## start

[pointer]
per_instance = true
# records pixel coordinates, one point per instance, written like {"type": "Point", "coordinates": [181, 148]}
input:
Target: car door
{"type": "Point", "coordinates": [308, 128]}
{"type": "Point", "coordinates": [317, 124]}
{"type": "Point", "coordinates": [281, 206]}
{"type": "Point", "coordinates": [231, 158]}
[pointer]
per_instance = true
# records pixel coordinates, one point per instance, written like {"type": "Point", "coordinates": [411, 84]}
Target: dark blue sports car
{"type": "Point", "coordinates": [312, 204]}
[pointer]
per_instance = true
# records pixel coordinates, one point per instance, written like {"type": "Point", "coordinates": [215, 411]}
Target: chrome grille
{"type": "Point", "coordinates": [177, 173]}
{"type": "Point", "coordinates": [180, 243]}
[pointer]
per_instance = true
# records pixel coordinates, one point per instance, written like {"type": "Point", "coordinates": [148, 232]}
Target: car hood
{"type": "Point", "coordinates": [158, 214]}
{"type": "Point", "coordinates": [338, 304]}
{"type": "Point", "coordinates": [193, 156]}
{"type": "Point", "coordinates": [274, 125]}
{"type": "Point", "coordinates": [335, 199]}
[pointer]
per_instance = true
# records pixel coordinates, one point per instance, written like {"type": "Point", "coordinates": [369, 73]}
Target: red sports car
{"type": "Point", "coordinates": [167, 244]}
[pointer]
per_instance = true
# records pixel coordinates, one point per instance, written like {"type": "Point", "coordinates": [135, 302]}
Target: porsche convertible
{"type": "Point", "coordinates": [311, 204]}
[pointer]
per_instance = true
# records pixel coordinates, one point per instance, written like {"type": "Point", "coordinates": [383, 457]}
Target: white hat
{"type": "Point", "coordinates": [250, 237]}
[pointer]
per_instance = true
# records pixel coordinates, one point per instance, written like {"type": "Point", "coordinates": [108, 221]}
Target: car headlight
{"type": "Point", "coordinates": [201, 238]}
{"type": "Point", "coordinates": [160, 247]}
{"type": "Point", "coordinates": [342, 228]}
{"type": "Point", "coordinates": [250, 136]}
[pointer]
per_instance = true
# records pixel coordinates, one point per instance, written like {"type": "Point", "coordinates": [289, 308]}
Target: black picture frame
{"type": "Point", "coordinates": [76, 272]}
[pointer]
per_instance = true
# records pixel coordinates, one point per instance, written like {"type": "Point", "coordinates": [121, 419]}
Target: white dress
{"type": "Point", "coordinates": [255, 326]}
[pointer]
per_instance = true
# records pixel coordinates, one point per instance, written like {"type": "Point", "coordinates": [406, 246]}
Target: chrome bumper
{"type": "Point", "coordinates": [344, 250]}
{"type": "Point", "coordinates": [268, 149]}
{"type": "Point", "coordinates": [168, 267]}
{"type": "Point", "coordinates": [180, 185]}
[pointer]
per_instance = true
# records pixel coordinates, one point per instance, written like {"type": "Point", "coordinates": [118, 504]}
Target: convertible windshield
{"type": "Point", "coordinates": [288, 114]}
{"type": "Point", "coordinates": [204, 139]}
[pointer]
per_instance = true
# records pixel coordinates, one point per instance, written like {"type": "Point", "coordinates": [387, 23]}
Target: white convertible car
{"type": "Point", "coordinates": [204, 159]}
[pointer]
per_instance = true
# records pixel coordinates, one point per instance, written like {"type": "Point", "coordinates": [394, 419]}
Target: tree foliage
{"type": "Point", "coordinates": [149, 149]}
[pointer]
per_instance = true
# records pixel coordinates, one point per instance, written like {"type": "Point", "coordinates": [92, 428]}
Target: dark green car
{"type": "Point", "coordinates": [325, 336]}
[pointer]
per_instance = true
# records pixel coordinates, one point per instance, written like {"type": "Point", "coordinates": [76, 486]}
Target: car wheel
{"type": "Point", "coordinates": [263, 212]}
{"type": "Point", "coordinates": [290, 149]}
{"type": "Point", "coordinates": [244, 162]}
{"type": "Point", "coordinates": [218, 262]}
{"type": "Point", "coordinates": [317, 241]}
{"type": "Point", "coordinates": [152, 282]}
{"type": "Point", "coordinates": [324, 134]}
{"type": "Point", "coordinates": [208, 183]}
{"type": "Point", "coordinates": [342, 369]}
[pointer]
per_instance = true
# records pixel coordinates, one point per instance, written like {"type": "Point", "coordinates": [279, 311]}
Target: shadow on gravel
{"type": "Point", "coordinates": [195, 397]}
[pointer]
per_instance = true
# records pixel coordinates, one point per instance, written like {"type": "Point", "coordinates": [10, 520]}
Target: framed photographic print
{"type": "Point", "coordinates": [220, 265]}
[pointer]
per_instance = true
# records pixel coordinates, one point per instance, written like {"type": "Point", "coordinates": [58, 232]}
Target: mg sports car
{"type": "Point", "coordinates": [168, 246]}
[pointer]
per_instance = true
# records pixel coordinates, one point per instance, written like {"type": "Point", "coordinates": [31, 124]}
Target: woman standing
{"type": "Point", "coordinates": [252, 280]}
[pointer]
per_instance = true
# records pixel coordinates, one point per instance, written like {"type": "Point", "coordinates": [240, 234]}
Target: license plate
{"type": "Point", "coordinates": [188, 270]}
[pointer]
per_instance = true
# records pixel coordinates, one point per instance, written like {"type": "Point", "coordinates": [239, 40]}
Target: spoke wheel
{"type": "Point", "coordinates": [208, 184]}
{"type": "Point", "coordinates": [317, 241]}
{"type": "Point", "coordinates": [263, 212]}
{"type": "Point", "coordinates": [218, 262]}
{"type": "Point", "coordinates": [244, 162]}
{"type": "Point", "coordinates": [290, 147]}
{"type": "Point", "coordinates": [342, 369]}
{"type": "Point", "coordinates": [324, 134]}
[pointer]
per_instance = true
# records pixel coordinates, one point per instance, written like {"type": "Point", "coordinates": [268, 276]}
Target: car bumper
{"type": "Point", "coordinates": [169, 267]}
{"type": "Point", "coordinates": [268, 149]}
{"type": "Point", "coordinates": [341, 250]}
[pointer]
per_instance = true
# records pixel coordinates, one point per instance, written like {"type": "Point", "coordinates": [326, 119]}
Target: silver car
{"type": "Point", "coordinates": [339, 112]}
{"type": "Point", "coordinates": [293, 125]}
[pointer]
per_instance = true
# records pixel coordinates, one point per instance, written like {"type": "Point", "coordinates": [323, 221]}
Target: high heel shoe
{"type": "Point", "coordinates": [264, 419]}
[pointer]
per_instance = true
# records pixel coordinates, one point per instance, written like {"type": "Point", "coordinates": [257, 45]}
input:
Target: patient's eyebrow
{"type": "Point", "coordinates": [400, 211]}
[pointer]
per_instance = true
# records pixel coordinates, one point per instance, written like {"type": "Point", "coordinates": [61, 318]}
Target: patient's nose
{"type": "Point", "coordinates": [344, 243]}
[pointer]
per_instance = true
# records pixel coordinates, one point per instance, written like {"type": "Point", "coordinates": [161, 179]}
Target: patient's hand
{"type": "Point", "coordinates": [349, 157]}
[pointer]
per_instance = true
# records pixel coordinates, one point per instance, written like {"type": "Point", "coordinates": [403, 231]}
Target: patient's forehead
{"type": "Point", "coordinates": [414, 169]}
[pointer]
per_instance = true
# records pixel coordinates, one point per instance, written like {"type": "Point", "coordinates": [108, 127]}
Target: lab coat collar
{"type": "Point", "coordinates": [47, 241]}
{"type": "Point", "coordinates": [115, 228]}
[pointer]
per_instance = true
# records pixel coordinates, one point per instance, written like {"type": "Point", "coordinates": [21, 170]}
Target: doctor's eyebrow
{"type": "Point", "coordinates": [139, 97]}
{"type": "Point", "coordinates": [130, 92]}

## end

Please pick out every line in the data above that contains the word "white" and copy each one. Case counts.

Target: white hat
Target: white dress
Target: white convertible car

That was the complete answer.